→ **Work instructions**
Return all of the data below word for word, leaving out the pictures.

→ **The records**

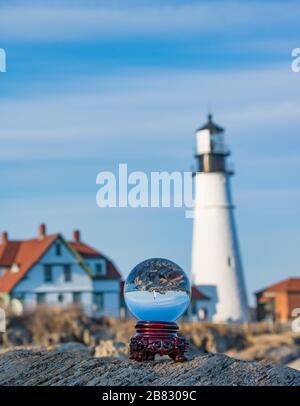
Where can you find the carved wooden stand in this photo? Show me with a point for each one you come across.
(157, 337)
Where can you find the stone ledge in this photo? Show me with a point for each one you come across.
(68, 368)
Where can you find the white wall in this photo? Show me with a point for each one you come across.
(216, 258)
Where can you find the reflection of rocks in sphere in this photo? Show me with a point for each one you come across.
(157, 290)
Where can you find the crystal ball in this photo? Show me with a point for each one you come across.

→ **Full output**
Where can you find the carved wooden stand in this photo? Show me with a point for each one you come across.
(157, 337)
Where can you find the stone ledge in this photo? Show me with a point for each one you come across.
(68, 368)
Where can you find the white wall in this photo? Show me with a point for each one you come across.
(216, 258)
Where can you find the reflection of rocks in sphere in this photo? Show me with a point for each one you come across.
(157, 290)
Where can you find the crystal ball in this photo? Show me with a point for each one you come across.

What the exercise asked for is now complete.